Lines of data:
-- begin --

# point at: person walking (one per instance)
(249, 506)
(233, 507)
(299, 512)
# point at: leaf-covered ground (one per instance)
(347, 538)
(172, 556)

-- end --

◆ **Task statement**
Repeat every one of these entries, unchanged.

◆ **Written solution**
# point at: person walking (one per instance)
(249, 506)
(233, 507)
(299, 512)
# point at: leaf-covered ground (one per instance)
(347, 538)
(172, 556)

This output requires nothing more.